# Instruction
Rewrite the lines from the one containing "Every instance of the stone column" through the one containing "pixel 328 118", inclusive, replacing "Query" with "Label" and leaving everything else unchanged.
-- start of Input rows --
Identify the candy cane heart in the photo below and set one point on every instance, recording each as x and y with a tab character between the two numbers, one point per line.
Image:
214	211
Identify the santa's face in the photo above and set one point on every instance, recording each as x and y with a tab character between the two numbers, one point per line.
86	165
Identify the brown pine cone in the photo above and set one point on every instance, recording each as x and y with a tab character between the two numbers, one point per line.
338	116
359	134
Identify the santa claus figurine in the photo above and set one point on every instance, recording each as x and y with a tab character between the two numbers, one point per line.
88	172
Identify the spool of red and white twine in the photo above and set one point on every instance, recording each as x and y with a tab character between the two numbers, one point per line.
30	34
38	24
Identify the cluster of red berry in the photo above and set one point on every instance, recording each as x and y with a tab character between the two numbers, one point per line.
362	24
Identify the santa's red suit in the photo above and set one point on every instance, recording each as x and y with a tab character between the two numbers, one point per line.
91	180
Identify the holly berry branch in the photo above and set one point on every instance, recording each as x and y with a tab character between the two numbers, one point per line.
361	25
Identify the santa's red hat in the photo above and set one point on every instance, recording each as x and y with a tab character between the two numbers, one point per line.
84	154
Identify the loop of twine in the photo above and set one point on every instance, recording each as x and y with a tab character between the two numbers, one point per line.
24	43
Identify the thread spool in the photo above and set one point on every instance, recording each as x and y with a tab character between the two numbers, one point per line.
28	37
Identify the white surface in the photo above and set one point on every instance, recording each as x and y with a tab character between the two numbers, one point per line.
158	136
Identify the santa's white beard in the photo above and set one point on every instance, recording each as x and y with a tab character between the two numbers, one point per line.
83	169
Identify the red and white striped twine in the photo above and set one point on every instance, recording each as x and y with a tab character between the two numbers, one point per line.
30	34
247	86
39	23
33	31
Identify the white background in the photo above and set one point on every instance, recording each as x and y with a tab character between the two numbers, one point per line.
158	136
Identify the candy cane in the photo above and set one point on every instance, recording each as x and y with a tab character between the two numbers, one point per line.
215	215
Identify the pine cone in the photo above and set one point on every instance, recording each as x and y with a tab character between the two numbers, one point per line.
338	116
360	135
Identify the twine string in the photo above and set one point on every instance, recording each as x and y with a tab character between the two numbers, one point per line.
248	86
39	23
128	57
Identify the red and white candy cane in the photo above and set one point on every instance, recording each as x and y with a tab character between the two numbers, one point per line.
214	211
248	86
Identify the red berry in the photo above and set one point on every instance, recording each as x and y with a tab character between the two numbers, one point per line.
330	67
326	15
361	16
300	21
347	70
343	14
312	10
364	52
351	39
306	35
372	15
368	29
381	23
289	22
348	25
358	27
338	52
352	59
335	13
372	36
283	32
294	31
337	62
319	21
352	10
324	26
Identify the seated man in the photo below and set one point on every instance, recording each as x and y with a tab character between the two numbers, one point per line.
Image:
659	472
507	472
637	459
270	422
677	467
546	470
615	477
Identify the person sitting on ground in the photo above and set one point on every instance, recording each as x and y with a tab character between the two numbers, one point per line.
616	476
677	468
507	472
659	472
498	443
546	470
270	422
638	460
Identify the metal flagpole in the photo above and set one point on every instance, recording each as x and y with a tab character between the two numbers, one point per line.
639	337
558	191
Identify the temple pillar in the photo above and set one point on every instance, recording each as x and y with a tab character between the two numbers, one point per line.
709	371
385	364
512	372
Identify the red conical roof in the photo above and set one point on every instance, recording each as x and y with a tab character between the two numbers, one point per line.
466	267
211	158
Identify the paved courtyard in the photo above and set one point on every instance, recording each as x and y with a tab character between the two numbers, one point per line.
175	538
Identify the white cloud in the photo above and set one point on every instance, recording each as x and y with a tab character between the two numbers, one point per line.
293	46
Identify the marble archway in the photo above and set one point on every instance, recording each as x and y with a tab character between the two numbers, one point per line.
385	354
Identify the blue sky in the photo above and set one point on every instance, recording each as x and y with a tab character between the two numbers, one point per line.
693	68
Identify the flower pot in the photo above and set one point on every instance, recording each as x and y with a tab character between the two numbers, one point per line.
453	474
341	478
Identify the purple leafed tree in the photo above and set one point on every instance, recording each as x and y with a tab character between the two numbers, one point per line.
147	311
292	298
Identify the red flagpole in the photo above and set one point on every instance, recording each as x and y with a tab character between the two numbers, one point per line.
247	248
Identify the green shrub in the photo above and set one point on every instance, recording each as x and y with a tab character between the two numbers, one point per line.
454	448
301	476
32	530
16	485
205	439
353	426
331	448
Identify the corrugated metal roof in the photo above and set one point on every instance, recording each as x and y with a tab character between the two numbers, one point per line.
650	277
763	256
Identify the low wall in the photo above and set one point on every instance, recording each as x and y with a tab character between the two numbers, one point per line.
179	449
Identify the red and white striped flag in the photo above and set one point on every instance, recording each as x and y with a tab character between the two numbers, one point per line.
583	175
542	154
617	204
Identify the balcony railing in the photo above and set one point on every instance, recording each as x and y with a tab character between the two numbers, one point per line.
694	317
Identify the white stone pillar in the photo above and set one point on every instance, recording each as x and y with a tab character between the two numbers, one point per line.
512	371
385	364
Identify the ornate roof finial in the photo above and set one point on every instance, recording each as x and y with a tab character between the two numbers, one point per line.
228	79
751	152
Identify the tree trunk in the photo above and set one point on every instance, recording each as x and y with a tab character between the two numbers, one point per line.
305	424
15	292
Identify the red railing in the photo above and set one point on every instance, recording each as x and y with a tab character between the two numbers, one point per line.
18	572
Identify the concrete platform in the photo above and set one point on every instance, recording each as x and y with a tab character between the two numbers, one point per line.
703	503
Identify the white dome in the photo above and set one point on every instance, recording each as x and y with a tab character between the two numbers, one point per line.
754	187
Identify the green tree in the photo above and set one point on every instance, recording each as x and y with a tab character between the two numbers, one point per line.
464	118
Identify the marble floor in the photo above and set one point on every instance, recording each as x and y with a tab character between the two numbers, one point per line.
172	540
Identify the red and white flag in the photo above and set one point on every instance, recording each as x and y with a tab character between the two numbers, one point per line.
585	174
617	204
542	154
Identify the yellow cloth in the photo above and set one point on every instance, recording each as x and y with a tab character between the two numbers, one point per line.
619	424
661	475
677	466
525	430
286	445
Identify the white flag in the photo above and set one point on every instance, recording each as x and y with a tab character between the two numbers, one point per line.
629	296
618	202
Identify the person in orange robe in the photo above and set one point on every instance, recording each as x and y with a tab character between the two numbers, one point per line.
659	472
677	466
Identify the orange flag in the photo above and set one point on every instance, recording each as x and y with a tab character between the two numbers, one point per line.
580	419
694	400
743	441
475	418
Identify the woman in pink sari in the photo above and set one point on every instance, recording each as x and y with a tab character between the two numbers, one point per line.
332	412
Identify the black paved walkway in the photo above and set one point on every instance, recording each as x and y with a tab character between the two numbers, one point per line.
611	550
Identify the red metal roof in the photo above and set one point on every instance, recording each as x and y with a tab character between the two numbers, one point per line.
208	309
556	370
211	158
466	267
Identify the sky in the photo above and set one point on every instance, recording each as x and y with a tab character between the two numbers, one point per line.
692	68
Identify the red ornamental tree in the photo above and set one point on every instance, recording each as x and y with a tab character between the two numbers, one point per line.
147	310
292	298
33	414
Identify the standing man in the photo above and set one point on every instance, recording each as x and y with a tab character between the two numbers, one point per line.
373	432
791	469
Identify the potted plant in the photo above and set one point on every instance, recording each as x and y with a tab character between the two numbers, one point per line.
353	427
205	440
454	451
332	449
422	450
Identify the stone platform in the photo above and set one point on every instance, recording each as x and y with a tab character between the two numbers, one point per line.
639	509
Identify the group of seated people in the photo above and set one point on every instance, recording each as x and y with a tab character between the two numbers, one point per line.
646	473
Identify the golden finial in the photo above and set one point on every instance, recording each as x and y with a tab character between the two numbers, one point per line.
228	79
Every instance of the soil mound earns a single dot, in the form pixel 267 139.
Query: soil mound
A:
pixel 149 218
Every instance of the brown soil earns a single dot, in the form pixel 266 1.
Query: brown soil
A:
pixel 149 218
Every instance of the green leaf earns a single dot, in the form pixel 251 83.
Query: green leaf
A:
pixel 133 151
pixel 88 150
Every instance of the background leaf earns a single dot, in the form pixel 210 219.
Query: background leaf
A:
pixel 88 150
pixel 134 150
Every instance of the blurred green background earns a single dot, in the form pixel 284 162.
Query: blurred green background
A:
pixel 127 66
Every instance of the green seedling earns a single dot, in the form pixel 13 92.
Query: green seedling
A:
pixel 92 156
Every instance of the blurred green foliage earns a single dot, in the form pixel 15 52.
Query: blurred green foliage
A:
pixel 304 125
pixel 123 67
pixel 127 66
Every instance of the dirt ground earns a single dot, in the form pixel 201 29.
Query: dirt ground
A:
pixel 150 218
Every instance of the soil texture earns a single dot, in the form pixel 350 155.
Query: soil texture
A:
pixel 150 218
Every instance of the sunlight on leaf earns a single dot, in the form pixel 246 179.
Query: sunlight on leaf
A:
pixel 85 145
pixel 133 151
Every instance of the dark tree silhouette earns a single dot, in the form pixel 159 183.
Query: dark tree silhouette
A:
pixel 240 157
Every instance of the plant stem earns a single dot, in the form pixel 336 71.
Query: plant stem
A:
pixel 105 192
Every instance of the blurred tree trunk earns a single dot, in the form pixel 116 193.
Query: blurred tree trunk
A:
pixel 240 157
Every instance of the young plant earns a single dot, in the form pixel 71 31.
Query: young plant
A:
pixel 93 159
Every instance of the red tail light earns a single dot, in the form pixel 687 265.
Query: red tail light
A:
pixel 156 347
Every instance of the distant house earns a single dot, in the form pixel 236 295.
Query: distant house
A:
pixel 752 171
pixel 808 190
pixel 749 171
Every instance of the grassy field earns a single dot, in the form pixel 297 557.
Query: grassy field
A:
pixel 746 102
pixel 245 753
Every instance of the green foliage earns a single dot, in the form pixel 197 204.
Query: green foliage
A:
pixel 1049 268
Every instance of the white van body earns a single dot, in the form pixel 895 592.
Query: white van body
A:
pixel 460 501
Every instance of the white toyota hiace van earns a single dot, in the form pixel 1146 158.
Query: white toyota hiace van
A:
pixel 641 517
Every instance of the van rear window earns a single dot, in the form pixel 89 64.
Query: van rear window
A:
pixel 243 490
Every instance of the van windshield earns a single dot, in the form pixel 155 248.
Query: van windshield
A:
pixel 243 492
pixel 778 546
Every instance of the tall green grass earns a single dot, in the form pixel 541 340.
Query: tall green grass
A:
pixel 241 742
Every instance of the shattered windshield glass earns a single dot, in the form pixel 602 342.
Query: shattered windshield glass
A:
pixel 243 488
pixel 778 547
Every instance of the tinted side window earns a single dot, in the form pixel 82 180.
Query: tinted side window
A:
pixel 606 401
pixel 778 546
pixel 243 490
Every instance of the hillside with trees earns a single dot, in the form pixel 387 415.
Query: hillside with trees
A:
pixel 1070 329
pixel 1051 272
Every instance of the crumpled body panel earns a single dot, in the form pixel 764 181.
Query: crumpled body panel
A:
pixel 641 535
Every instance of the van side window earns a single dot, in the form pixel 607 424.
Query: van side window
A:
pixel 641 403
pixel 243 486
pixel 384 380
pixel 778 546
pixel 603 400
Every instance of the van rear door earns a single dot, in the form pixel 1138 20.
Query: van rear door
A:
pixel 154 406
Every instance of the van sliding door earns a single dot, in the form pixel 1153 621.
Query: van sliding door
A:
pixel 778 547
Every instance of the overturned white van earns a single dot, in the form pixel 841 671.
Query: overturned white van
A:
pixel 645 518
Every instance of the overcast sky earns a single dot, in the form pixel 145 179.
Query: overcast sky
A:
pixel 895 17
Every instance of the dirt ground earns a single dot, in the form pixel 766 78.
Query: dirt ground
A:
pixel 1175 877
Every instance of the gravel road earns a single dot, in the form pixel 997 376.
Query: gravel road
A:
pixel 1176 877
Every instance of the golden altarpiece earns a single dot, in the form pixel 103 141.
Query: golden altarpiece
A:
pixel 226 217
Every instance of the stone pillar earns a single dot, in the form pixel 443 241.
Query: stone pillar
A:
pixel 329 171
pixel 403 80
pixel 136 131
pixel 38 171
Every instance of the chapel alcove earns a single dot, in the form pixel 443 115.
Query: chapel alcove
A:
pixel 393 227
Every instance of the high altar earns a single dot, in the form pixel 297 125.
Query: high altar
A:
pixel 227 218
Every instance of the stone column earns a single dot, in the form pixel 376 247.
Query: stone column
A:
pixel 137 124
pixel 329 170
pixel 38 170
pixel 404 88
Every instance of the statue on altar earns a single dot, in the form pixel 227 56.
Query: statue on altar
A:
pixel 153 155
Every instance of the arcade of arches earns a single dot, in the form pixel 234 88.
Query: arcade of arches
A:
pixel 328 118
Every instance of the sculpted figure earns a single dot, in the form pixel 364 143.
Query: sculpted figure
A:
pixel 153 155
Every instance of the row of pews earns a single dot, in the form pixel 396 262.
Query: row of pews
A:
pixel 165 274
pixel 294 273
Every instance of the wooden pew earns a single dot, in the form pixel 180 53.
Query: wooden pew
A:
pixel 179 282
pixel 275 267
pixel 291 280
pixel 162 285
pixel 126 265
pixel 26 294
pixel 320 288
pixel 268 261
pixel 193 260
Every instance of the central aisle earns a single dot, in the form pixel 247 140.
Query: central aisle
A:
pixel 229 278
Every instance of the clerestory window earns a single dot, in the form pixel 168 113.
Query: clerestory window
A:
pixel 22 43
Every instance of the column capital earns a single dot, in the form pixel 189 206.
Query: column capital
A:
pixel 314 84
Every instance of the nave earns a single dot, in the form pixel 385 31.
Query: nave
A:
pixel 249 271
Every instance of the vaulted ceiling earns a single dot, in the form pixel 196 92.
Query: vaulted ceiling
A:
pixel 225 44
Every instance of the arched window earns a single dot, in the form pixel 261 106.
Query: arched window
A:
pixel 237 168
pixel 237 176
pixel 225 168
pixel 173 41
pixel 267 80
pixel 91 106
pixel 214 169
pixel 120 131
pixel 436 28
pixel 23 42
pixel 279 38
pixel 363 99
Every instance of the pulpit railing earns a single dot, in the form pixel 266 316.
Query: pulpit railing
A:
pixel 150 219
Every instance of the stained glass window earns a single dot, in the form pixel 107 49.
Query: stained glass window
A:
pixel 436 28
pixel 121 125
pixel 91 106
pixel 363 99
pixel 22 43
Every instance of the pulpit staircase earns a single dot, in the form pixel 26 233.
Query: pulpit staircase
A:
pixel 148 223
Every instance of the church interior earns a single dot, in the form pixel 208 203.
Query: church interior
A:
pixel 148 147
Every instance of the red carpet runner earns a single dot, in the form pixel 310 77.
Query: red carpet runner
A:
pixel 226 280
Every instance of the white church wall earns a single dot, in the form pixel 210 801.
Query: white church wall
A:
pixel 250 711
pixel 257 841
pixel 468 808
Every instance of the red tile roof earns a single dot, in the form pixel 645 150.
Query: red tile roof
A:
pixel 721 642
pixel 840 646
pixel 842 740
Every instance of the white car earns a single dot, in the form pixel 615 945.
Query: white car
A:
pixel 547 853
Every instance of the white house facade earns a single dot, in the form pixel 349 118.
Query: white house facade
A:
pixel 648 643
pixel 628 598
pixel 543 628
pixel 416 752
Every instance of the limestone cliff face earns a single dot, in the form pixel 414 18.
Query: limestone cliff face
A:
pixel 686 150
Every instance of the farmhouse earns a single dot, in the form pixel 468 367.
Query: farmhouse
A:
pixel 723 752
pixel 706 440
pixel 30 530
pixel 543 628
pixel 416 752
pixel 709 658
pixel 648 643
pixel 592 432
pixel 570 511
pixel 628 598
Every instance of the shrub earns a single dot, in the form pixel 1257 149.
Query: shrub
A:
-- end of Input rows --
# Completed exercise
Every instance of the stone column earns a single dot, in the form pixel 376 247.
Label: stone column
A:
pixel 137 124
pixel 329 170
pixel 38 170
pixel 404 88
Every instance of the statue on altar earns a single dot, in the form pixel 227 56.
Label: statue on altar
A:
pixel 153 155
Every instance of the arcade of arches earns a single dot, in the form pixel 234 88.
Label: arcade of arches
A:
pixel 328 118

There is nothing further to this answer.